--- DATA SUPPLIED Enclosed Below ---

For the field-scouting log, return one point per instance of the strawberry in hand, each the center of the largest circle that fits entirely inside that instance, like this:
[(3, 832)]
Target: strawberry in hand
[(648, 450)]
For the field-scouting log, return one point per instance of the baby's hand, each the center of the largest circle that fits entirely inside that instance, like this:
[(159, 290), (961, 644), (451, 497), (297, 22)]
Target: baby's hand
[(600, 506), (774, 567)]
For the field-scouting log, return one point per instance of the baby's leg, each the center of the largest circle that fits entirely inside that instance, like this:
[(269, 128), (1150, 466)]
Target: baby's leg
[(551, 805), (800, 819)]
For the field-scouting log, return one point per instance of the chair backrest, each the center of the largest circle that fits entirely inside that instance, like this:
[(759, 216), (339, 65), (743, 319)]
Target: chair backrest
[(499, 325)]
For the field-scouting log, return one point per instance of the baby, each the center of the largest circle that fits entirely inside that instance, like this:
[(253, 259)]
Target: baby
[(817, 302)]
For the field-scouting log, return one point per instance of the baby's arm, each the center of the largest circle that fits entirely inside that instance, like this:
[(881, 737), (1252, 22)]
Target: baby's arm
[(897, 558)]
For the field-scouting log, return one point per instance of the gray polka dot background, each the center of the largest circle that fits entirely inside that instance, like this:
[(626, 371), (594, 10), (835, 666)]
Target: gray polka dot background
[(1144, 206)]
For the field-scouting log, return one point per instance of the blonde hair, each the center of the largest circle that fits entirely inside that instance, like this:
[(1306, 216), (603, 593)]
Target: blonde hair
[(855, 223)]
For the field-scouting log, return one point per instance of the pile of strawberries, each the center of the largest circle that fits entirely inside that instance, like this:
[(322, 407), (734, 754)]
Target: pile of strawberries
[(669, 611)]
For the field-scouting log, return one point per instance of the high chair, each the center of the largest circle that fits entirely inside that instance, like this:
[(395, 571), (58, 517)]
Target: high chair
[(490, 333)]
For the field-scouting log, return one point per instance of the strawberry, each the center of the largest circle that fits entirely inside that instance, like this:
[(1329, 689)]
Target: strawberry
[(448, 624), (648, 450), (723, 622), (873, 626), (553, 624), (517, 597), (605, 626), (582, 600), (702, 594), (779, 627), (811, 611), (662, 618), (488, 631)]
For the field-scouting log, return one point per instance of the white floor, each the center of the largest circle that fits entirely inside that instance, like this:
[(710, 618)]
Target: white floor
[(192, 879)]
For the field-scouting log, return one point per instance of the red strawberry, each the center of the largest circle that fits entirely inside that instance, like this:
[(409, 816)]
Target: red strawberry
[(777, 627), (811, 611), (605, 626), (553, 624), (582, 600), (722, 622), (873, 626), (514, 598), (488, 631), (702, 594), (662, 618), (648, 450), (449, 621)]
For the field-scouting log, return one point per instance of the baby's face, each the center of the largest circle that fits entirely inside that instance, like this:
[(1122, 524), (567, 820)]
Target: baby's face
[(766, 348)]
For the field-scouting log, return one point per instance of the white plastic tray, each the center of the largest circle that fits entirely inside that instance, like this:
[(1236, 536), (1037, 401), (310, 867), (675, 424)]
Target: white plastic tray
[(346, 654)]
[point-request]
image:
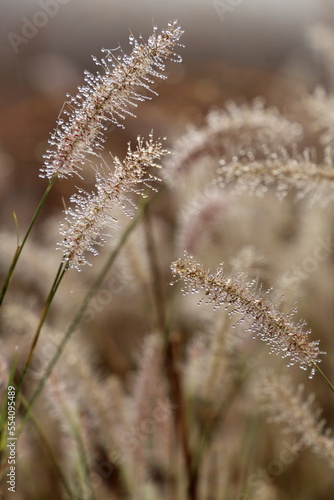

--- End of Enclosed DATA SUPPLIED ---

### THE PROBLEM
Set down all the material exactly once more. No pictures.

### FINISHED EXERCISE
For the field-scouting log, return one point per instance of the strawberry in hand, each the center of the largest circle that fits entirely inside that instance, like this:
[(3, 832)]
Target: strawberry in hand
[(648, 450)]
For the field-scouting log, return one point per instance of the baby's hand, each the center of the largest circle that fits entirely inside that instance, like this:
[(159, 290), (961, 644), (451, 497), (297, 22)]
Target: baby's hand
[(600, 506), (774, 567)]
For the field-scouting log, return one point per instance of the baby's leg, each the center of the largest circle that fits entirely inside that instance, like this:
[(269, 128), (1150, 466)]
Target: baby's leg
[(551, 805), (800, 819)]
For the field-scouting log, return one point per instance of the chair backrest, each the center of the largest circle that fits entirely inside that instance, like this:
[(759, 216), (339, 65), (743, 319)]
Target: chair backrest
[(499, 325)]
For the field-scouting log, return one point per instance of the baby, each the center of the largest circle that fits entirely inside that instance, like this:
[(253, 259)]
Target: baby
[(817, 302)]
For the field-scouting log, return one point per instance of the baby's arm, each the center of the largest circle that fits entirely inside that instance, like this:
[(881, 737), (1252, 22)]
Target: baby's arm
[(897, 558)]
For the field-scouting log, return one point per instance of the gray polka dot background, each the center of the largest circle that fits entirely inside that instance, like this:
[(626, 371), (594, 10), (835, 666)]
Target: gray polka dot background
[(1144, 206)]
For the field-scouting log, return one point per instance of the blonde hair, each the center of the largest circle that fits entirely inside that instance, like this:
[(1306, 216), (603, 593)]
Target: blonde hair
[(855, 223)]
For the field-scouting log, return one point per instance of the pile of strawberries, each the center of the largest circle that fits entirely inside that instance, like this:
[(322, 407), (734, 754)]
Target: pile of strawberries
[(669, 611)]
For the field-scouting log, return one point per instance of the high chair, each the center of the largest circle that fits entirely inside that instance, like this:
[(395, 571), (58, 517)]
Target: high chair
[(490, 333)]
For the field-scouting log, return one point per instance of the strawberry, each the center of the largest circle that fits entirely inside that instance, like this:
[(1329, 689)]
Target: strawberry
[(448, 624), (648, 450), (723, 622), (873, 626), (553, 624), (517, 597), (605, 626), (582, 600), (702, 594), (779, 627), (811, 611), (662, 618), (488, 631)]
For the field-scouting log, return one point per instance of the white floor, each the center of the largest circle that fits entirely inside that instance, like this:
[(710, 618)]
Target: white floor
[(192, 879)]
For the field-scouting log, return one point per instance of the red strawberry, each the center of the largest circle that fits entirely inside that instance, like this:
[(409, 816)]
Target: red strawberry
[(777, 627), (811, 611), (605, 626), (553, 624), (582, 600), (722, 622), (873, 626), (514, 598), (488, 631), (702, 594), (662, 618), (648, 450), (449, 621)]
For the field-scouting log, return one point per instance of the baby's face, each the center of the largest circle that fits entirely inside that instance, like this:
[(1122, 524), (567, 820)]
Target: baby's face
[(766, 348)]
For the field-scouting log, return one point per instance of the white plastic tray, each the center of the largest circle that fits entirely inside that instance, like this:
[(1236, 536), (1037, 401), (310, 867), (675, 424)]
Target: white plastic tray
[(346, 654)]
[point-request]
image:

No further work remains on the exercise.